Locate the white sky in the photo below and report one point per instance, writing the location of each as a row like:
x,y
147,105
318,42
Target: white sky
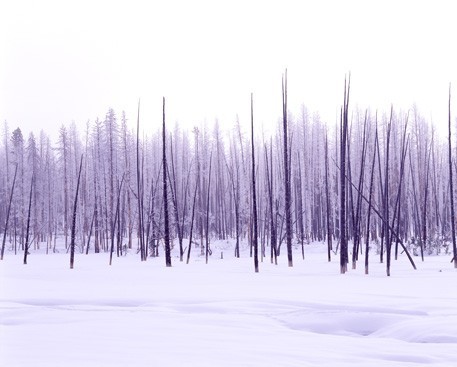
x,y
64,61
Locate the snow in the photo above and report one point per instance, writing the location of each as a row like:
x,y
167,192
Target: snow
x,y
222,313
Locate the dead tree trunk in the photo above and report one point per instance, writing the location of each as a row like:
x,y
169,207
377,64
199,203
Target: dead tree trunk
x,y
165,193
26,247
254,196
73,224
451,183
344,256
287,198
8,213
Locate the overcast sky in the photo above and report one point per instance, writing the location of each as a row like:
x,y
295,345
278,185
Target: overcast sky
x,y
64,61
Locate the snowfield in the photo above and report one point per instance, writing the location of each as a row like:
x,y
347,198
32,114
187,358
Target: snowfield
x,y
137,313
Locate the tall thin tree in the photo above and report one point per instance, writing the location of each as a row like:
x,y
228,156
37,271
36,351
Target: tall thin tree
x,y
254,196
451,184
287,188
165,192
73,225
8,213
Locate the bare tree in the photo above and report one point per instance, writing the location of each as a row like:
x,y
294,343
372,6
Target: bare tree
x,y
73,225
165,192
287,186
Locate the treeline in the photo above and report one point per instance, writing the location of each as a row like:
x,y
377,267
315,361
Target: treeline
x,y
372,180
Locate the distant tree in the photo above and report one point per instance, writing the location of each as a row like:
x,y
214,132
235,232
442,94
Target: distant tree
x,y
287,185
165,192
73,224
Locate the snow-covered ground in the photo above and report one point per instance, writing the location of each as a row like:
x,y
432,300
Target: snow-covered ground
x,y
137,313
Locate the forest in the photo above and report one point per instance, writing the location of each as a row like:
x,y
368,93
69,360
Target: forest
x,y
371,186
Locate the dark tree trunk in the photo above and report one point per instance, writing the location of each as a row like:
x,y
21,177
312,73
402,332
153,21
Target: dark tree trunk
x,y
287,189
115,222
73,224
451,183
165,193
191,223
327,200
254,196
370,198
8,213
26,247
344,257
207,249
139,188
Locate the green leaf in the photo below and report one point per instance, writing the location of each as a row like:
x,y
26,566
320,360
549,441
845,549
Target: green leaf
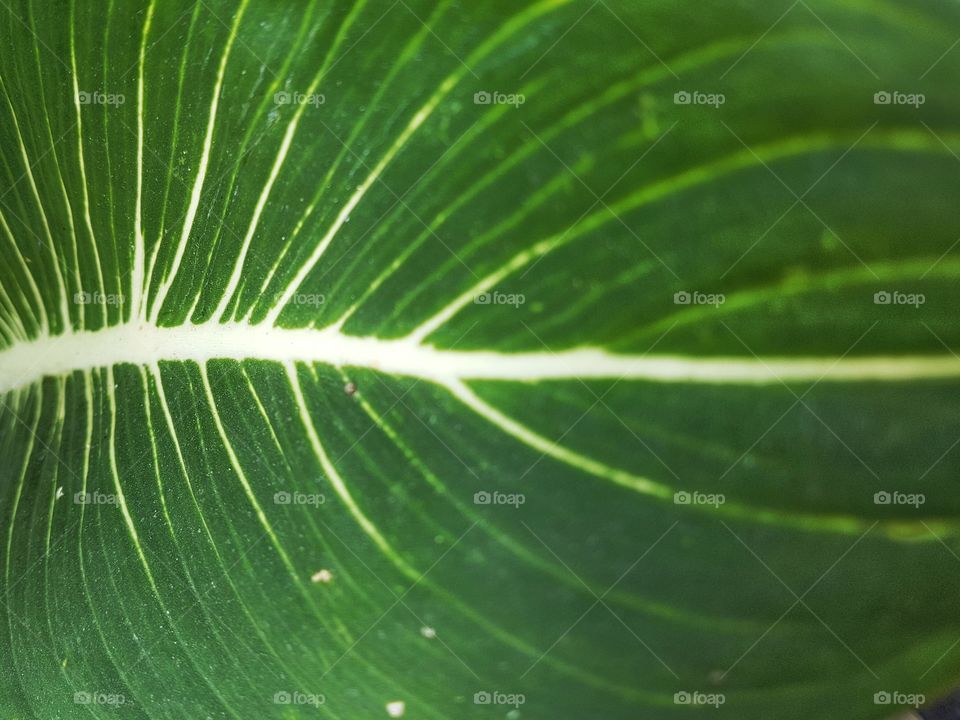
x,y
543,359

━━━

Please write out all the records above again with "Locate" switched to "Find" and nothing else changed. Leave the pictures out.

● **The result**
Find the white sky in the photo below and report one point per instance, writing the location of each as a row like:
x,y
147,105
318,42
Target: white sky
x,y
64,61
Find the snow in the photo above and report one point per instance, writing the location of each as a row like:
x,y
167,192
Target: snow
x,y
222,313
Find the dead tree trunk in the photo above and report one point per instance, writing the location of each as a row like:
x,y
169,207
377,64
199,203
Target: dead tree trunk
x,y
165,193
26,247
254,196
73,224
451,183
344,256
287,198
8,213
Find the overcast sky in the photo above and report one point per instance, writing the location of each as a row like:
x,y
295,345
278,185
Target: overcast sky
x,y
64,61
Find the snowfield in the photo above and report one point per instance, writing the location of each as a row like:
x,y
347,198
32,114
187,358
Target: snowfield
x,y
137,313
Find the tall thin tree in the photo above and report one point per instance, writing the location of each as a row like:
x,y
228,156
37,271
36,351
Target: tall thin tree
x,y
254,196
451,184
287,188
165,192
73,225
8,213
Find the bare tree in the photo above and report one point per instance, writing the location of each as a row like:
x,y
294,343
372,6
Target: bare tree
x,y
73,225
165,192
287,186
Find the treeline in the photo above and report one point per instance, writing the location of each as a row like:
x,y
377,267
315,361
Target: treeline
x,y
372,180
Find the distant tree in the photo above and report one point per instance, writing the location of each as a row like:
x,y
214,132
235,232
442,94
Target: distant tree
x,y
287,185
165,192
73,224
Find the snow-covered ground in the photo above and report one point per instance, writing the location of each as a row like:
x,y
432,300
Target: snow-covered ground
x,y
137,313
Find the forest in the photo above and report one point per instance, writing the location of each as a row like:
x,y
368,93
69,360
Target: forest
x,y
371,186
Find the dark tree trunk in the photo above and report one point per instance, writing the location of each as a row like:
x,y
21,177
312,73
402,332
153,21
Target: dark tree trunk
x,y
287,189
115,222
73,224
451,183
165,193
191,223
327,200
254,196
370,198
8,213
26,247
344,257
207,249
139,188
Find the green leaf in the photo below and report one point per instance, writing the location of each as a row like:
x,y
26,566
320,360
549,441
845,549
Target: green leaf
x,y
543,359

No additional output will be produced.